[Input data]

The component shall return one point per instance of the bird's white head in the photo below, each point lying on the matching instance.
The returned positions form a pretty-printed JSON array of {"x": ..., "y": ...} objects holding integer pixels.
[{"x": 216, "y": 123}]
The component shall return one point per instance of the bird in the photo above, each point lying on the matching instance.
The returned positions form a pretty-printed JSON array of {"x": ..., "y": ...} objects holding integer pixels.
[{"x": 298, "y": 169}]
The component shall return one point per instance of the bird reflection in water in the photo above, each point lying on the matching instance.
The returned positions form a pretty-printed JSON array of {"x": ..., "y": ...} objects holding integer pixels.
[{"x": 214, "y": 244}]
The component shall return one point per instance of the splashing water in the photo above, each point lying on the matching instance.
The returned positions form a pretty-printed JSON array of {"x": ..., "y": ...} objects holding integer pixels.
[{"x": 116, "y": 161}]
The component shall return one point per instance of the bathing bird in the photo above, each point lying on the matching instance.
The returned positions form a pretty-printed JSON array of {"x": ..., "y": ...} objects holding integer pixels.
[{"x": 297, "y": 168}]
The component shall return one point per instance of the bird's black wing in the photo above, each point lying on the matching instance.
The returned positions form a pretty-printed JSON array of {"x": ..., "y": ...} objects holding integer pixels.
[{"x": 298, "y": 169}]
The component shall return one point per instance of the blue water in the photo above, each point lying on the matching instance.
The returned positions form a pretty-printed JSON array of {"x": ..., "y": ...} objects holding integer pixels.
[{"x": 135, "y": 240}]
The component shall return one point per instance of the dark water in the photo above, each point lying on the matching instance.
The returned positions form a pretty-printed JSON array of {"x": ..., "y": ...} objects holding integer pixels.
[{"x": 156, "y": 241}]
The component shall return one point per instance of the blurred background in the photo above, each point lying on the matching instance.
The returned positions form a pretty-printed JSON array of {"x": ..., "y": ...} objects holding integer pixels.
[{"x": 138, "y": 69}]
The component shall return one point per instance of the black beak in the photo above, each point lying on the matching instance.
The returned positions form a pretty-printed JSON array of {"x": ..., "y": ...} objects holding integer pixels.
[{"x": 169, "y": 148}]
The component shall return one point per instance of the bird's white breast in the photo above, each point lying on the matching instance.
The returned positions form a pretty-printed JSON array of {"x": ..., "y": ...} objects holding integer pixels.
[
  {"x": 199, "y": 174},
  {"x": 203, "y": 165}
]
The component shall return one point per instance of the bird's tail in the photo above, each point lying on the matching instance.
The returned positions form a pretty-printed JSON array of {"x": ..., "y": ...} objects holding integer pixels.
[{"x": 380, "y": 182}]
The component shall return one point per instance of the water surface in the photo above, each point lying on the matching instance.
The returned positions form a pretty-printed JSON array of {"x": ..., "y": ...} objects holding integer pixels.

[/Input data]

> **Activity**
With nothing left out, copy every record exactly.

> **Exercise result**
The component shall return one point per instance of the bird's white head in the photo below, each point lying on the matching instance.
The returned positions form a pretty-printed JSON array of {"x": ..., "y": ...} objects holding integer pixels.
[{"x": 216, "y": 123}]
The component shall return one point per instance of the bird in the photo above, each point lying on the matching instance.
The returned positions form a pretty-printed JSON array of {"x": ..., "y": ...} objects holding integer pixels.
[{"x": 298, "y": 169}]
The component shall return one point per instance of the bird reflection in water in the photo above, each point lying on the matching instance.
The returned positions form a pretty-printed JSON array of {"x": ..., "y": ...} objects holding integer pixels.
[{"x": 214, "y": 244}]
The component shall return one point per instance of the splashing water in the photo above, each point lying on the matching instance.
The returned positions form a pretty-printed JSON array of {"x": ..., "y": ...} objects holding integer pixels.
[{"x": 116, "y": 161}]
The component shall return one point per instance of the bathing bird in the photo above, each point lying on the matching instance.
The returned positions form a pretty-printed JSON array of {"x": ..., "y": ...} objects holding integer pixels.
[{"x": 297, "y": 168}]
The component shall return one point per instance of the bird's black wing in the photo above, each point lying on the matching instance.
The returned positions form a pretty-printed JSON array of {"x": ..., "y": ...} objects holding integer pixels.
[{"x": 298, "y": 169}]
The component shall return one point per instance of the blue water in the photo above, each point lying on the matching instance.
The returned positions form a pretty-printed JSON array of {"x": ..., "y": ...} objects holding integer pixels.
[{"x": 135, "y": 240}]
The component shall return one point per instance of the dark water in the photo above, each point lying on the matching instance.
The returned positions form a pretty-printed JSON array of {"x": ..., "y": ...} objects holding integer pixels.
[{"x": 156, "y": 241}]
The component shall return one point per instance of the blurred background in the photo above, each point lying on the matching instance.
The returned positions form a pretty-printed JSON array of {"x": ..., "y": ...} objects holding integer pixels.
[{"x": 138, "y": 69}]
The component shall return one point per instance of the black beak in the photo above, each point lying on the matching instance.
The returned positions form a pretty-printed JSON array of {"x": ..., "y": ...} objects holding integer pixels.
[{"x": 169, "y": 148}]
The component shall return one point per instance of the bird's white breast in the photo above, each point lying on the matching instance.
The returned positions form a pretty-printed JSON array of {"x": ..., "y": ...} objects holding integer pixels.
[
  {"x": 199, "y": 174},
  {"x": 203, "y": 165}
]
The component shall return one point per instance of the bird's tail in the photo above, each point lying on the matching instance.
The returned positions form a pretty-printed JSON array of {"x": ..., "y": ...} objects holding integer pixels.
[{"x": 380, "y": 182}]
The component shall return one point per instance of the water surface in the photo above, each point lying on the matching instance.
The returned positions form a pretty-printed JSON array of {"x": ..., "y": ...} objects holding integer pixels.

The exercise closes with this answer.